STORED RECORDS:
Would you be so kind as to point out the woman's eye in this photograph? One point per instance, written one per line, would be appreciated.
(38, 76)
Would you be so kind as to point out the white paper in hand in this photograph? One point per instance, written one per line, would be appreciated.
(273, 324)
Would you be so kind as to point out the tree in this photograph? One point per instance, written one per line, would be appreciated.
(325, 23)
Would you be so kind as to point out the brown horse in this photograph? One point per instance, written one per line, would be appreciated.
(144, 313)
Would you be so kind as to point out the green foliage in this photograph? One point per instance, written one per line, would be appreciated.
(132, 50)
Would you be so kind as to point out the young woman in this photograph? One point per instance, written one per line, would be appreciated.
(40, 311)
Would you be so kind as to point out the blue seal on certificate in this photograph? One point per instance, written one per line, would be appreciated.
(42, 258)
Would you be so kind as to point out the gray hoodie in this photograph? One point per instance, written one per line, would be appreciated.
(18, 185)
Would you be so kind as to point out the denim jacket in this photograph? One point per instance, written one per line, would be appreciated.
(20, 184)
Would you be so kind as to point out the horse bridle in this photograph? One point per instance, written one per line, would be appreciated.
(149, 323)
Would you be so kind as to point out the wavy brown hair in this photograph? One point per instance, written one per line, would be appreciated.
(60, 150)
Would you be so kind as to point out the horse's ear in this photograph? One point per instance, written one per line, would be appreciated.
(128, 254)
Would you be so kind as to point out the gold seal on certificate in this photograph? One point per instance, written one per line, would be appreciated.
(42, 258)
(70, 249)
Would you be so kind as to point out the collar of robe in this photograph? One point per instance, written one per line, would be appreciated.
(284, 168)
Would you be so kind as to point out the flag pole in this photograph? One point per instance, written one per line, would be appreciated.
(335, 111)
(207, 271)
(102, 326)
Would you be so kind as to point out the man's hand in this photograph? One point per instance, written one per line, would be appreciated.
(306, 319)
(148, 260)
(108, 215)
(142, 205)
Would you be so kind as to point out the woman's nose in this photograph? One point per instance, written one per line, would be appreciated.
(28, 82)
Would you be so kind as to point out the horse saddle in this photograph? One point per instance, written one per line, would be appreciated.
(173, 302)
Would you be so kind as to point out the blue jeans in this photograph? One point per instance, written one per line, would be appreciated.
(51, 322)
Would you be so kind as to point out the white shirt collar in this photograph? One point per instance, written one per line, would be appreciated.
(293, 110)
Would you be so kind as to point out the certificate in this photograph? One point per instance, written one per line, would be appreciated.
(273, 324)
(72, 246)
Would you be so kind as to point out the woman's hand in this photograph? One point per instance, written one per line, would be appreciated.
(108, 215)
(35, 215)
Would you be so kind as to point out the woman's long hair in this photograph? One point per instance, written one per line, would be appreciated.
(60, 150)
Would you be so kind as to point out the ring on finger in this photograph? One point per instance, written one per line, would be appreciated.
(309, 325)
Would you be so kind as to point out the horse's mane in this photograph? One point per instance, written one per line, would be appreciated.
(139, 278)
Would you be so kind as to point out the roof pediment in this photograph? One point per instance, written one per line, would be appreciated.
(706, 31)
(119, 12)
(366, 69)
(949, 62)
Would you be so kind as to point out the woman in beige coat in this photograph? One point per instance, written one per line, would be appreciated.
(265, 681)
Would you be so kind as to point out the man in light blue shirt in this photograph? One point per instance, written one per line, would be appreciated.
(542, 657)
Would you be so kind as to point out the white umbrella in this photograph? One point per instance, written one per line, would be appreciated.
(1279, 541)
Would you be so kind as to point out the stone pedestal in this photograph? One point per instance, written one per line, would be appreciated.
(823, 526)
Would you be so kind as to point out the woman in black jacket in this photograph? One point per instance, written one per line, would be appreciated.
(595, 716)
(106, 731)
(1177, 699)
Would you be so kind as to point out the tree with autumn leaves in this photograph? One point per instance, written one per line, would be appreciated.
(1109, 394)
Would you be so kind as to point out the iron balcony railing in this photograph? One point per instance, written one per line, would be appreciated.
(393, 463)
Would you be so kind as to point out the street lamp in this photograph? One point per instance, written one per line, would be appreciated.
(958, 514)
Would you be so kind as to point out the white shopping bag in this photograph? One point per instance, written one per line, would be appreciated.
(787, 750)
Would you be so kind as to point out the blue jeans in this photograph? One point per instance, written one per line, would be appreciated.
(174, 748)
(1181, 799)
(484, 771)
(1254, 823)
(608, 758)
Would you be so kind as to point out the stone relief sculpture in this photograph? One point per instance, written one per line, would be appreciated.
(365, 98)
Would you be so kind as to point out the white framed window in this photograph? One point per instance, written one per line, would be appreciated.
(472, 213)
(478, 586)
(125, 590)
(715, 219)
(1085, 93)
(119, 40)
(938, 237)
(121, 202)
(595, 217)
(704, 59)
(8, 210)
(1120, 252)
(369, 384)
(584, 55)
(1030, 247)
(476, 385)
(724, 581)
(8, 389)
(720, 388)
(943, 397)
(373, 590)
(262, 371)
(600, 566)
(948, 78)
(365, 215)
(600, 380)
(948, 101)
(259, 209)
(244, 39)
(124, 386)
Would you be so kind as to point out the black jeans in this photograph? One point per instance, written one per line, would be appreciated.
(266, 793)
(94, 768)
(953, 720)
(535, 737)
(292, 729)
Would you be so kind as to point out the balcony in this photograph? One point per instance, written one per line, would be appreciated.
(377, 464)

OBJECTIVE:
Every line from the one containing "Would you be so kind as to point out the iron" through the last line of the entries must be written out verbatim, and no other line.

SOLUTION FOR THIS TASK:
Would you be so kind as to point out the iron balcony railing in this photograph? One point per instance, written one per line, would be appreciated.
(393, 463)
Would you be so kind as to point out the street lamp in this photograph? One point per instance, written one per line, would be appreciated.
(958, 514)
Would you be so kind as to point out the white shopping bag in this photograph? One point per instance, written one per line, would be appreciated.
(787, 750)
Would you be so kind as to point out the blue jeans in this photograph? One point per instance, written one per line, would be appreciated.
(174, 748)
(1181, 799)
(484, 771)
(1254, 823)
(608, 758)
Would you be so kind as to point out the stone relief sculpture in this photograph? One point per instance, written one per line, would be appreciated.
(365, 98)
Would you be so kind as to point out the white framed window in this photograph? One point per instance, written one per line, would be appreciated.
(472, 213)
(478, 586)
(125, 590)
(715, 219)
(1085, 93)
(119, 40)
(938, 237)
(121, 202)
(595, 217)
(704, 59)
(8, 210)
(1120, 252)
(369, 384)
(584, 55)
(1030, 247)
(476, 385)
(724, 581)
(8, 389)
(720, 388)
(943, 397)
(373, 590)
(262, 371)
(600, 566)
(948, 78)
(365, 215)
(600, 380)
(948, 101)
(259, 209)
(244, 39)
(124, 386)
Would you be so kind as to point out the black jeans in this photograph? One point per instance, written one per line, would be appreciated.
(266, 793)
(94, 768)
(953, 720)
(535, 737)
(292, 729)
Would you be so kind as to point out the balcony in this photograph? One point per instance, written one per line, would be appreciated.
(377, 464)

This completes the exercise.